:: Data ::

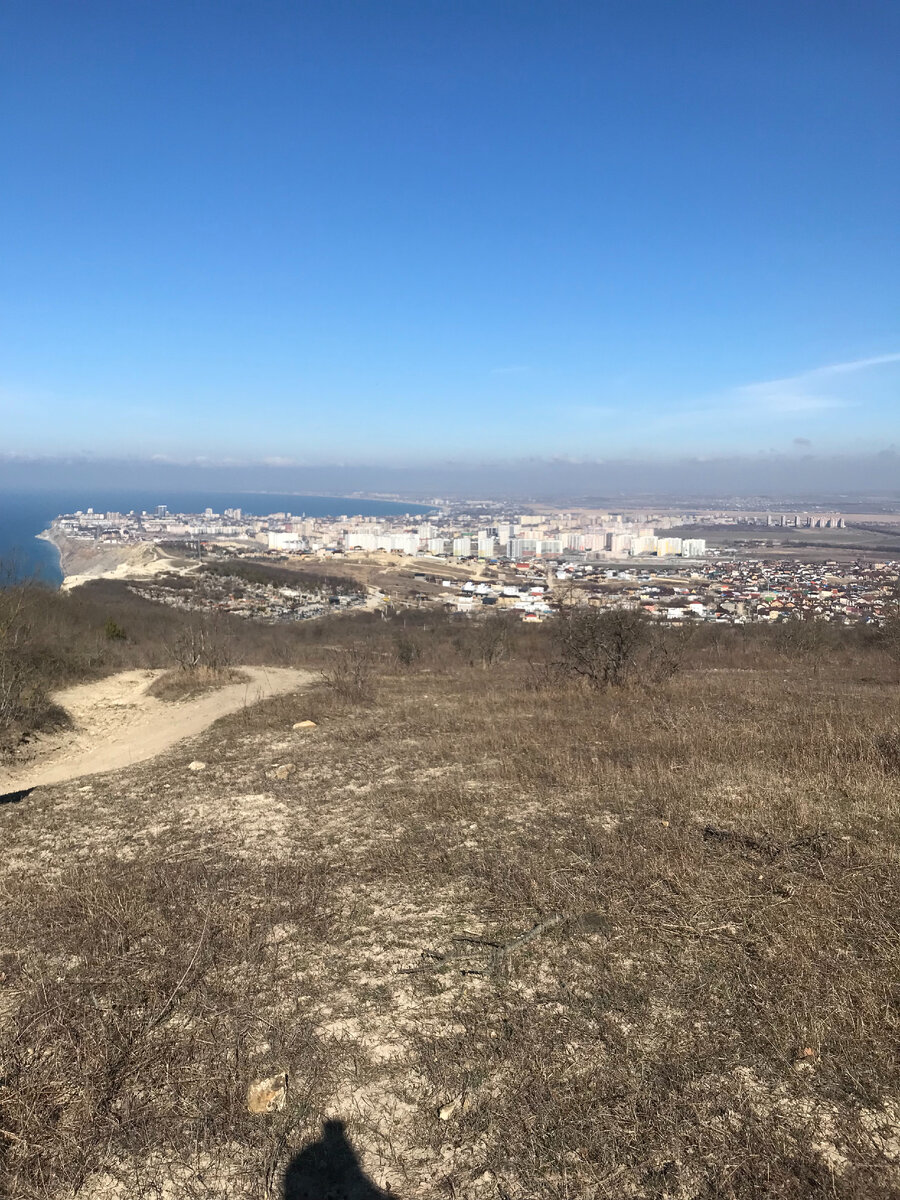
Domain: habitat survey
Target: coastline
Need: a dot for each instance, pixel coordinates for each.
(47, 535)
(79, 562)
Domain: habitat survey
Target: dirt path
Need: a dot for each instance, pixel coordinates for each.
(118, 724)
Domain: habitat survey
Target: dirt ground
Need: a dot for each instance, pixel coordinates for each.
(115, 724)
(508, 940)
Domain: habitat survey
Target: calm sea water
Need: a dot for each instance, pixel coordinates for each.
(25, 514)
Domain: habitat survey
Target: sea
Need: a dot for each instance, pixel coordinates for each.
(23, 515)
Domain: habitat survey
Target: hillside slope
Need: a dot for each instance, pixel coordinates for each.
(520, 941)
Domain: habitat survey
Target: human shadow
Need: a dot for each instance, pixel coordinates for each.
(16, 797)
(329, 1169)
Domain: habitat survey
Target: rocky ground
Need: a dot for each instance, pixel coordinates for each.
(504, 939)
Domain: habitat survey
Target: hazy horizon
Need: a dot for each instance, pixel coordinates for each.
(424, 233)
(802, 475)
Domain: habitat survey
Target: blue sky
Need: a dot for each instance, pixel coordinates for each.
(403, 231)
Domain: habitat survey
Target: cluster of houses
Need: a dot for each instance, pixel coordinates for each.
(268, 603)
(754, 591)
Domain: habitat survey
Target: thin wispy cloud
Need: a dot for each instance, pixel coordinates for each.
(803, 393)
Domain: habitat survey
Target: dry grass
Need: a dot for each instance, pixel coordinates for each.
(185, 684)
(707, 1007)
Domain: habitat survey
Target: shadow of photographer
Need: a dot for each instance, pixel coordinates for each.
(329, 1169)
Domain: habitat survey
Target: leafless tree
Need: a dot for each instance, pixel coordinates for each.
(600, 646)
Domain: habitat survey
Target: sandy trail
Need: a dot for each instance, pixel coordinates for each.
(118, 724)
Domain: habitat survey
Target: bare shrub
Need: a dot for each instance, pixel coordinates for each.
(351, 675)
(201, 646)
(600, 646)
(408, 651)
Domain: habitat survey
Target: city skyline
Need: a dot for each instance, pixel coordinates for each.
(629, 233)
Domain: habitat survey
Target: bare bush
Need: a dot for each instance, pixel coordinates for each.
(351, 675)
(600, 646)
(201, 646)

:::

● Task
Reproduce the whole listing above word for word, but not its pictures.

● Exercise solution
Domain: habitat survey
Target: coastline
Need: a dot for each instance, pixel coordinates for each.
(47, 535)
(79, 562)
Domain: habitat survey
Target: dirt path
Need: a dot for each instance, pixel coordinates for each.
(118, 724)
Domain: habitat survey
Target: dirt ground
Need: a dot for each instance, pixel coordinates for each.
(115, 724)
(508, 940)
Domain: habitat survey
Target: calm sea water
Need: a dot for each instance, pixel coordinates for each.
(25, 514)
Domain: habitat survey
Target: sea
Need: a dot for each instance, pixel coordinates for each.
(23, 515)
Domain: habitat survey
Target: hillside slope
Need: a dot for each instance, pixel coordinates for each.
(520, 941)
Domain: habitat survey
Target: human shadow
Need: a dot for each instance, pixel coordinates for each.
(16, 797)
(329, 1169)
Domain: habitat survey
Target: rocky ground
Need: a dot for each instance, pixel coordinates for each.
(504, 939)
Domain: habitat survey
Target: hazy horizon
Need: a dot for each instance, pixel coordinates for each.
(424, 233)
(802, 475)
Domain: habitat survey
Target: blue sky
Need: a dot for each instance, pixel coordinates for each.
(403, 231)
Domain: habitat survey
Target: cluster of houses
Need: a dot for each instance, pixel coordinates for each.
(268, 603)
(754, 591)
Domain: habitat survey
Target: thin wispy cloud
Need: a dot for each instance, pixel coordinates for each.
(803, 393)
Domain: habitat survey
Target: dry grass
Need: a dot for each instance, pixel coordinates for each.
(185, 684)
(707, 1007)
Domain: habitat survey
Target: shadow of photographer
Need: a dot for each instance, pixel coordinates for each.
(329, 1169)
Domain: habitat survey
Target: leafless tree
Need: a dot for each instance, pixel coordinates for each.
(600, 646)
Domain: habitat survey
Target: sandy trail
Need: a dot for each instance, pixel coordinates for each.
(118, 724)
Domain: habitat survey
Target: bare shrub
Need: a dot for each instance, pixel coordinates for each.
(351, 675)
(201, 646)
(600, 646)
(408, 651)
Domain: habitat survey
Target: city skyline
Need: a dot for each instance, pixel coordinates for each.
(629, 233)
Domain: habitat survey
Target: bare bush
Need: a dot for each instance, pixel coordinates for each.
(351, 675)
(600, 646)
(201, 646)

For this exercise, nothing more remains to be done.